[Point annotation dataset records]
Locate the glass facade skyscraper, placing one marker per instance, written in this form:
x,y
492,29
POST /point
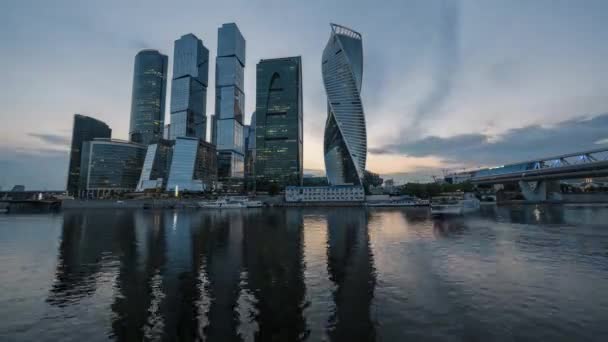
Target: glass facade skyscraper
x,y
189,88
345,141
155,171
229,101
148,97
193,165
110,165
84,129
278,130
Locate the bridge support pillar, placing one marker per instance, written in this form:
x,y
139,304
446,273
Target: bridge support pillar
x,y
541,191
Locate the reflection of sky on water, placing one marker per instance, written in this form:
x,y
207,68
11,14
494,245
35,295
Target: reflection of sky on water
x,y
337,274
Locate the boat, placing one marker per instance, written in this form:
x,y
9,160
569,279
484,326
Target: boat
x,y
403,203
457,203
231,203
253,204
222,204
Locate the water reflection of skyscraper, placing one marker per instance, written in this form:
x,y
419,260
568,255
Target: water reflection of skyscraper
x,y
351,268
86,249
274,264
223,258
142,256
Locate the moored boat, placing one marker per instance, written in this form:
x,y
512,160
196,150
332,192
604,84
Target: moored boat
x,y
454,204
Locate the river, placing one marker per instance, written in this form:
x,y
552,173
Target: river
x,y
537,273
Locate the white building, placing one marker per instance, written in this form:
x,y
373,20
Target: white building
x,y
338,193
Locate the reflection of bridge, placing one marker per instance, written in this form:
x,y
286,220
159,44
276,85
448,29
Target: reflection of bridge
x,y
538,179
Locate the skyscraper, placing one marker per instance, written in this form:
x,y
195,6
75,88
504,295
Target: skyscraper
x,y
193,165
345,142
155,171
189,88
278,130
110,166
213,129
230,101
84,129
148,97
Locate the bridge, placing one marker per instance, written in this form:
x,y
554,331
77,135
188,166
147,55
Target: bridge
x,y
539,179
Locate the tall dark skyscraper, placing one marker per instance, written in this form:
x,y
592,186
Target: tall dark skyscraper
x,y
84,129
189,88
148,98
278,130
230,101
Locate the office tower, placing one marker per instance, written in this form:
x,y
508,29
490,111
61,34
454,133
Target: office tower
x,y
345,143
148,98
110,166
193,165
84,129
213,128
279,135
230,101
250,154
167,132
155,171
189,88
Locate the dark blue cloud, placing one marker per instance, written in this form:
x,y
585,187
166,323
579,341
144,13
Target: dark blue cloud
x,y
514,145
53,139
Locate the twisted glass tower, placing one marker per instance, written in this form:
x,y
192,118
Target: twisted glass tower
x,y
345,142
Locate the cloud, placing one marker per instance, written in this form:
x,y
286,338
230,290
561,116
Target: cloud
x,y
534,141
446,62
53,139
37,169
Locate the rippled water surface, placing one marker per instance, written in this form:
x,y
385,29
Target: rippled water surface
x,y
339,274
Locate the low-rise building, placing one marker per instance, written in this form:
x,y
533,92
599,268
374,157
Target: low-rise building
x,y
109,166
338,193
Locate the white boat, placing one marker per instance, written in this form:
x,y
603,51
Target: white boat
x,y
454,204
406,203
231,203
253,204
222,204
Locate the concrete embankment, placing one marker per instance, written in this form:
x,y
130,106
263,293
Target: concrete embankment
x,y
129,204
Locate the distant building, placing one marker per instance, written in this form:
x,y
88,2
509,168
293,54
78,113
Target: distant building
x,y
339,193
250,149
167,132
345,143
189,88
110,166
84,129
155,171
279,115
18,188
230,101
213,129
193,165
148,97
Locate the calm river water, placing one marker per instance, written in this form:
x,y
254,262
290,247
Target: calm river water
x,y
339,274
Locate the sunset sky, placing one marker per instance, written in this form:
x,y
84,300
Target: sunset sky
x,y
446,84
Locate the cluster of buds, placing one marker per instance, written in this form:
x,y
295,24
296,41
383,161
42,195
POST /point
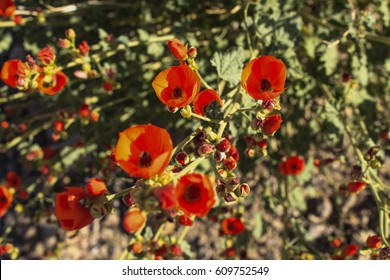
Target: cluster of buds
x,y
80,54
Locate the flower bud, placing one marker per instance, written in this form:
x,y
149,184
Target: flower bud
x,y
384,254
356,186
70,34
357,172
256,124
175,250
177,48
129,200
230,198
186,112
250,152
243,190
219,156
375,164
205,149
271,124
230,163
192,53
137,247
374,242
182,158
96,187
250,141
223,145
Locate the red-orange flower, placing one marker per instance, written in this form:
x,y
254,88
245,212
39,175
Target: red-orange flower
x,y
350,250
96,187
6,198
264,77
356,186
134,220
69,209
295,165
271,124
13,73
176,86
177,48
46,55
57,83
374,242
195,194
166,196
7,8
13,180
203,99
232,226
144,150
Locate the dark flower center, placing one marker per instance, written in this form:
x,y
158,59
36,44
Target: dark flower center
x,y
145,159
177,93
192,193
265,85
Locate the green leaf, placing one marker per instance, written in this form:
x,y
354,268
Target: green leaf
x,y
297,199
258,226
330,59
229,65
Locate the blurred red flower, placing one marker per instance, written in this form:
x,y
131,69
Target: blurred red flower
x,y
374,242
13,73
232,226
355,187
134,220
176,86
7,8
143,150
195,194
6,198
166,196
177,48
350,250
13,180
272,124
264,77
96,187
70,211
57,83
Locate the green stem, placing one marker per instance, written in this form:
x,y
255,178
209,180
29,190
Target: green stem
x,y
205,118
285,203
159,231
119,194
192,165
186,140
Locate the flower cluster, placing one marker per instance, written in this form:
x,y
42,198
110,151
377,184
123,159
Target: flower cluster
x,y
44,76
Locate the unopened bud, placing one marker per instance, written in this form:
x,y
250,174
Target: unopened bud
x,y
182,158
70,34
223,145
375,164
205,149
219,156
243,191
256,124
230,163
192,53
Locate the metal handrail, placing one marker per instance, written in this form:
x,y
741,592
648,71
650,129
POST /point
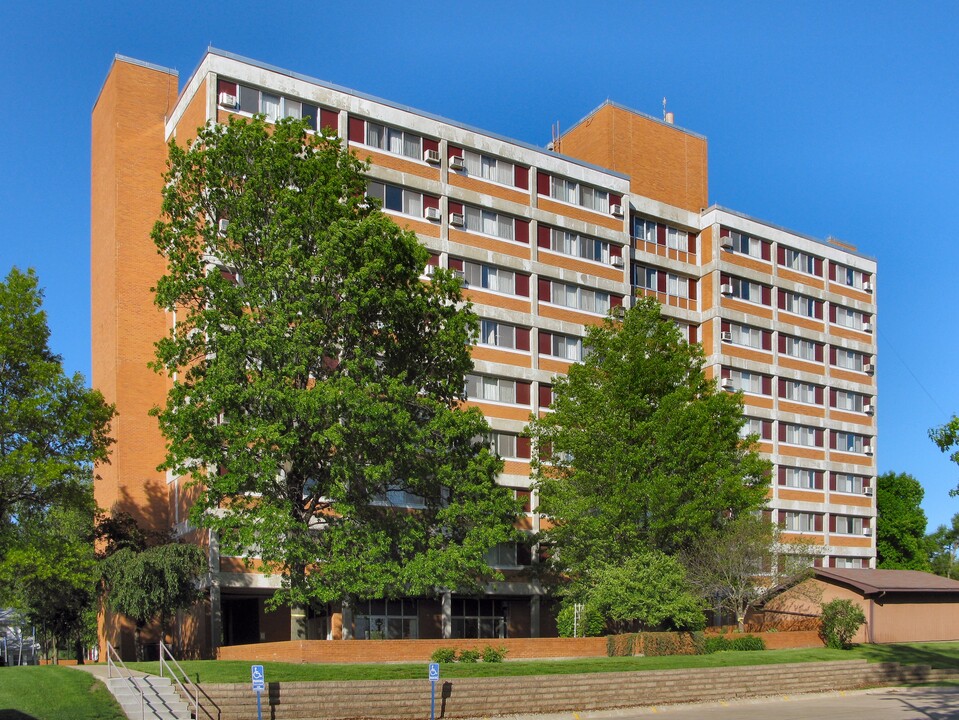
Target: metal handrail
x,y
164,650
112,666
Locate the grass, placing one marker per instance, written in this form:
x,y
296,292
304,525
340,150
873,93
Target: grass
x,y
942,655
53,693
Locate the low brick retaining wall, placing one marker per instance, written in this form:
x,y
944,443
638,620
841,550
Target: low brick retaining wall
x,y
486,697
378,651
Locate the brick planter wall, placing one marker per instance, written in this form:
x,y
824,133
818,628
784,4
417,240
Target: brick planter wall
x,y
487,697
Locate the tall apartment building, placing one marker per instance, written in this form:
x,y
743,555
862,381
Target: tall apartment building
x,y
548,242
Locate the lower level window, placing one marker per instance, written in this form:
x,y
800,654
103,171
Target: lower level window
x,y
386,620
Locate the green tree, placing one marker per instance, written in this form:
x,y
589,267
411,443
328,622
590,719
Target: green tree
x,y
153,584
52,428
316,377
943,548
647,591
742,562
946,438
640,450
900,523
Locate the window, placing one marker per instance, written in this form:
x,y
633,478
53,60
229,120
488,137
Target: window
x,y
490,278
746,290
799,261
849,318
582,246
396,198
644,229
488,167
497,334
677,239
848,525
801,435
802,478
799,304
394,140
798,391
850,442
386,619
758,427
849,359
849,276
503,444
489,223
847,562
750,382
576,193
472,618
490,389
800,348
747,245
848,400
579,298
799,522
746,335
566,347
848,483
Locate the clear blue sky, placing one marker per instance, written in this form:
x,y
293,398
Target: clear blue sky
x,y
829,118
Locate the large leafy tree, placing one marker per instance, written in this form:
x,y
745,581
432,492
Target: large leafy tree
x,y
738,566
640,451
901,523
316,376
52,427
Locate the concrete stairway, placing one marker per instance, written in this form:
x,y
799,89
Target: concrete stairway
x,y
160,699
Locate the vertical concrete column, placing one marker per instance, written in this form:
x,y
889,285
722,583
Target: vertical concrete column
x,y
297,622
347,620
534,616
447,621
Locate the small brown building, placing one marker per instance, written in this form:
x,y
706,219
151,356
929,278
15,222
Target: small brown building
x,y
900,605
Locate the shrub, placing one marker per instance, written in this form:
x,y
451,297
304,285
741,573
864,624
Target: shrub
x,y
592,623
443,655
491,654
748,642
839,621
717,643
469,656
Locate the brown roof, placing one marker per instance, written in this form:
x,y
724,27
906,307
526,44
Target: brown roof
x,y
876,582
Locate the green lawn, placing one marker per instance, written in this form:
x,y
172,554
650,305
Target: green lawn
x,y
54,693
945,655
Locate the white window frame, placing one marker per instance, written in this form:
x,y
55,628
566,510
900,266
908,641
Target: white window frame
x,y
579,298
490,278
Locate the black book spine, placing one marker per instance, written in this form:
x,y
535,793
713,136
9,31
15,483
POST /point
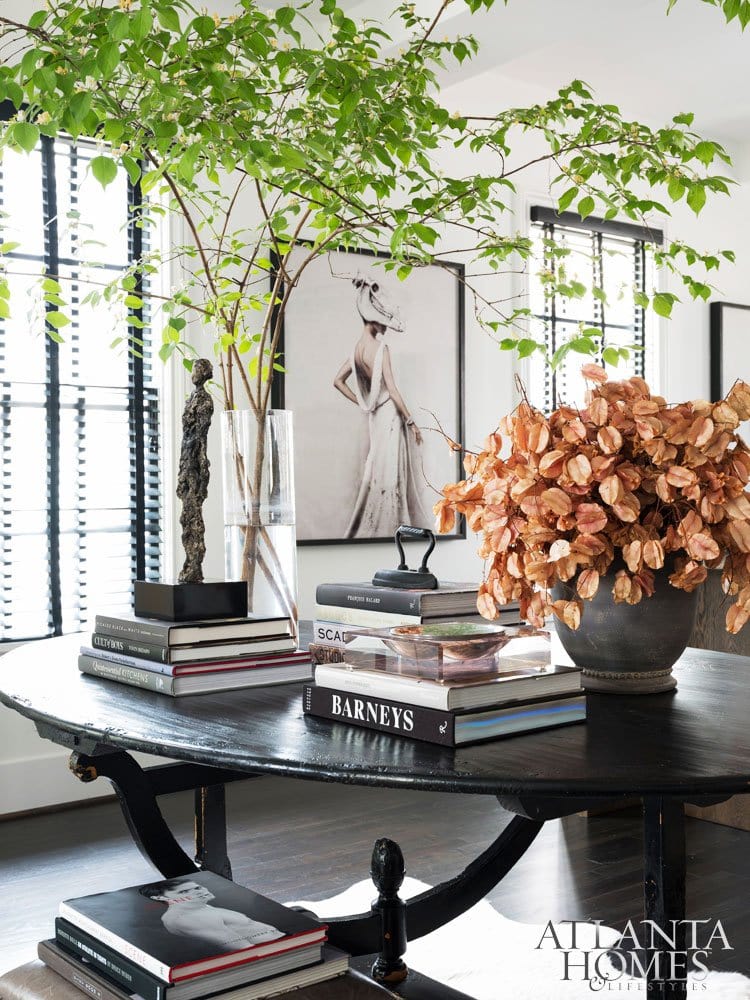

■ **GIVEN INSTRUCTION**: Rewrite the records from the line with "Locate the shrub, placing" through the end, swapping "brown roof" for "red roof" and changing nothing else. Leave the pictures out.

■ **RESULT**:
Locate the shrub, placing one marker per instance, written in this form:
x,y
451,297
304,285
741,573
864,624
Target: shrub
x,y
592,623
443,655
491,654
748,642
839,621
717,643
469,656
Locate the red roof, placing one marker per instance, written in this form:
x,y
724,27
906,307
526,44
Target: red roof
x,y
876,582
Locate the green lawn, placing one marker per instance, written in this form:
x,y
172,554
650,305
Target: green lawn
x,y
54,693
945,655
Locate the white window frame, placing one marker per instance, written in this form:
x,y
55,628
566,510
900,266
908,641
Target: white window frame
x,y
579,298
490,278
Locate the black book spine, placing one marker per instance, written in this form:
x,y
535,793
713,136
9,31
15,483
POST /point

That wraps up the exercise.